The problem:
In every one of the rows below, swap "enclose" for "surround" and leave everything else unchanged.

Segmentation labeling rows:
start

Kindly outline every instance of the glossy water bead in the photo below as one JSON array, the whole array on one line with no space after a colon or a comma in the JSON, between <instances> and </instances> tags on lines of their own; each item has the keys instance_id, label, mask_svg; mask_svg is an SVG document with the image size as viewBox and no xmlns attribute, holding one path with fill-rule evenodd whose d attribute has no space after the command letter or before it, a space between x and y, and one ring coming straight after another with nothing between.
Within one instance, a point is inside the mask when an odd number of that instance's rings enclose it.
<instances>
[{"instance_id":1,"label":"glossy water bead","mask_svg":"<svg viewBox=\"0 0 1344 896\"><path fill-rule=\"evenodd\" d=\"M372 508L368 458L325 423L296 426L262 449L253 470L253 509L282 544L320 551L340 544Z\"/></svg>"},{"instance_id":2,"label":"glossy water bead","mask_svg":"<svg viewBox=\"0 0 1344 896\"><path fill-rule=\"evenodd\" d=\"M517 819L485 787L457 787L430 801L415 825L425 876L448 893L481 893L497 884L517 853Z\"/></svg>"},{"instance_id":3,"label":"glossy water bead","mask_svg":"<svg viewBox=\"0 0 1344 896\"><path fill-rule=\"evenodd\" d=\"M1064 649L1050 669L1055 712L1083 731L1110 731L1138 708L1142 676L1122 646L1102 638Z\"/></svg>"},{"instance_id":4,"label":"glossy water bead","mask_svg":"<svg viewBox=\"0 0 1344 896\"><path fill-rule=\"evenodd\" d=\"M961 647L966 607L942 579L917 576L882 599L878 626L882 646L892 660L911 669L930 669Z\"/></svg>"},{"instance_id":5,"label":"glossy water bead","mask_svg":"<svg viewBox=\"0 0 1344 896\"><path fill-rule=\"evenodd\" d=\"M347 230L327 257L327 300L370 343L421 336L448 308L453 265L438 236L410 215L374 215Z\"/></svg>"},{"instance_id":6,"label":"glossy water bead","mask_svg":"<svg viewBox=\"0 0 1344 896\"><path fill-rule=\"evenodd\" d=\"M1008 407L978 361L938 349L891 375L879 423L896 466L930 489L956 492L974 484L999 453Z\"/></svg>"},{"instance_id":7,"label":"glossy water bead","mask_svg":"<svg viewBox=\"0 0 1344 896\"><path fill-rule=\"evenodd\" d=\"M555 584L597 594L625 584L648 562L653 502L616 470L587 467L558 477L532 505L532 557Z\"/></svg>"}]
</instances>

end

Solution to the problem:
Kindly outline every instance of the glossy water bead in the photo below as one JSON array, the whole array on one line with no space after a colon or a comma in the JSON, between <instances> and </instances> tags on lines of their own; each item has the keys instance_id, label, mask_svg; mask_svg is an SVG document with the image size as viewBox and no xmlns attribute, holding one path with fill-rule evenodd whose d attribute has no space after the command letter or before it, a space between x and y, and one ring coming straight after another with nothing between.
Within one instance, a point is inside the mask when an odd number of that instance's rings surround it.
<instances>
[{"instance_id":1,"label":"glossy water bead","mask_svg":"<svg viewBox=\"0 0 1344 896\"><path fill-rule=\"evenodd\" d=\"M372 508L368 458L325 423L296 426L262 449L253 470L253 509L282 544L320 551L340 544Z\"/></svg>"},{"instance_id":2,"label":"glossy water bead","mask_svg":"<svg viewBox=\"0 0 1344 896\"><path fill-rule=\"evenodd\" d=\"M517 819L485 787L457 787L430 801L415 825L425 876L448 893L481 893L497 884L517 853Z\"/></svg>"},{"instance_id":3,"label":"glossy water bead","mask_svg":"<svg viewBox=\"0 0 1344 896\"><path fill-rule=\"evenodd\" d=\"M1064 649L1050 669L1055 712L1083 731L1110 731L1138 708L1142 676L1122 646L1102 638Z\"/></svg>"},{"instance_id":4,"label":"glossy water bead","mask_svg":"<svg viewBox=\"0 0 1344 896\"><path fill-rule=\"evenodd\" d=\"M961 647L966 607L942 579L917 576L882 599L878 626L882 646L892 660L911 669L930 669Z\"/></svg>"},{"instance_id":5,"label":"glossy water bead","mask_svg":"<svg viewBox=\"0 0 1344 896\"><path fill-rule=\"evenodd\" d=\"M347 230L327 257L327 300L370 343L421 336L448 308L453 265L438 236L410 215L374 215Z\"/></svg>"},{"instance_id":6,"label":"glossy water bead","mask_svg":"<svg viewBox=\"0 0 1344 896\"><path fill-rule=\"evenodd\" d=\"M1008 407L978 361L938 349L891 375L879 423L896 466L930 489L956 492L974 484L999 453Z\"/></svg>"},{"instance_id":7,"label":"glossy water bead","mask_svg":"<svg viewBox=\"0 0 1344 896\"><path fill-rule=\"evenodd\" d=\"M555 584L597 594L625 584L648 562L653 502L616 470L587 467L558 477L532 505L532 557Z\"/></svg>"}]
</instances>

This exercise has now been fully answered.